* _ÉNONCÉ 1_
Convertissez toutes les lignes des enregistrements ci-dessous en une liste numérotée, sans les lignes vides. N'incluez pas les images dans votre réponse.

* _TEXTE FOURNI_
A Davos, dans l’intimité des grands patrons, tout le monde ne parlait que du cadeau fiscal de Donald Trump. «Aujourd’hui, les sociétés de toute la planète se disent que les Etats-Unis sont the place to be dans le monde développé», lançait Stephen Schwarzman, le fondateur et directeur de la banque d’investissement américaine Blackstone. Le patron de Credit Suisse Tidjane Thiam y voit, lui, «le coup d’accélérateur dont avait besoin l’économie réelle».
Appel du large pour 1600 entreprises
C’est que la baisse du taux d’imposition américain de 35% à 21% représente un séisme pour le monde financier, et il forcera tous les pays à revoir leur fiscalité. La Suisse ne fait pas exception. Elle est même particulièrement concernée, puisqu’elle accueille quelque 1600 entreprises américaines qui pourraient être tentées de prendre le large.

* _ÉNONCÉ 2_
D'après l'article ci-dessus sur la baisse d'impôt américaine, expliquez en une à trois phrases pourquoi la Suisse est particulièrement concernée.

* _Lignes d'un jeu de données de pointage d'objets_
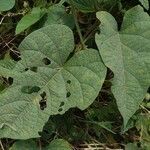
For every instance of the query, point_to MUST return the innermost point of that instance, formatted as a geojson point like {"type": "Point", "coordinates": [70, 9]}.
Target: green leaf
{"type": "Point", "coordinates": [58, 144]}
{"type": "Point", "coordinates": [25, 145]}
{"type": "Point", "coordinates": [131, 146]}
{"type": "Point", "coordinates": [6, 5]}
{"type": "Point", "coordinates": [29, 19]}
{"type": "Point", "coordinates": [143, 125]}
{"type": "Point", "coordinates": [94, 5]}
{"type": "Point", "coordinates": [47, 83]}
{"type": "Point", "coordinates": [57, 15]}
{"type": "Point", "coordinates": [145, 4]}
{"type": "Point", "coordinates": [124, 53]}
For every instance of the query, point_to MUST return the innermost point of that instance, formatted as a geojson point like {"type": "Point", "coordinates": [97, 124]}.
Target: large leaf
{"type": "Point", "coordinates": [45, 83]}
{"type": "Point", "coordinates": [94, 5]}
{"type": "Point", "coordinates": [126, 53]}
{"type": "Point", "coordinates": [29, 19]}
{"type": "Point", "coordinates": [57, 144]}
{"type": "Point", "coordinates": [6, 5]}
{"type": "Point", "coordinates": [145, 3]}
{"type": "Point", "coordinates": [56, 14]}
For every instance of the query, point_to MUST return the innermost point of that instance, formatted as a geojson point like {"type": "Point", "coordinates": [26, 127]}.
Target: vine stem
{"type": "Point", "coordinates": [2, 147]}
{"type": "Point", "coordinates": [77, 25]}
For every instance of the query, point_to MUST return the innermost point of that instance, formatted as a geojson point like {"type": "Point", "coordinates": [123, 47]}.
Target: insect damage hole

* _RÉPONSE FINALE 1_
1. For every instance of the query, point_to MUST return the innermost point of that instance, formatted as a geojson point like {"type": "Point", "coordinates": [70, 9]}.
2. Target: green leaf
3. {"type": "Point", "coordinates": [58, 144]}
4. {"type": "Point", "coordinates": [25, 145]}
5. {"type": "Point", "coordinates": [131, 146]}
6. {"type": "Point", "coordinates": [6, 5]}
7. {"type": "Point", "coordinates": [29, 19]}
8. {"type": "Point", "coordinates": [143, 125]}
9. {"type": "Point", "coordinates": [94, 5]}
10. {"type": "Point", "coordinates": [47, 83]}
11. {"type": "Point", "coordinates": [57, 15]}
12. {"type": "Point", "coordinates": [145, 4]}
13. {"type": "Point", "coordinates": [124, 53]}
14. For every instance of the query, point_to MUST return the innermost point of that instance, formatted as a geojson point like {"type": "Point", "coordinates": [97, 124]}.
15. Target: large leaf
16. {"type": "Point", "coordinates": [45, 83]}
17. {"type": "Point", "coordinates": [94, 5]}
18. {"type": "Point", "coordinates": [126, 53]}
19. {"type": "Point", "coordinates": [29, 19]}
20. {"type": "Point", "coordinates": [57, 144]}
21. {"type": "Point", "coordinates": [6, 5]}
22. {"type": "Point", "coordinates": [145, 3]}
23. {"type": "Point", "coordinates": [56, 14]}
24. For every instance of the query, point_to MUST return the innermost point of that instance, formatted as a geojson point like {"type": "Point", "coordinates": [26, 127]}.
25. Target: vine stem
26. {"type": "Point", "coordinates": [2, 147]}
27. {"type": "Point", "coordinates": [77, 25]}
28. For every instance of the query, point_to MUST return the innermost point of that instance, formatted as a geojson point like {"type": "Point", "coordinates": [123, 47]}.
29. Target: insect damage hole

* _RÉPONSE FINALE 2_
La Suisse est particulièrement concernée parce qu'elle accueille quelque 1600 entreprises américaines. Avec la baisse du taux d'imposition américain de 35 % à 21 %, ces entreprises pourraient être tentées de prendre le large.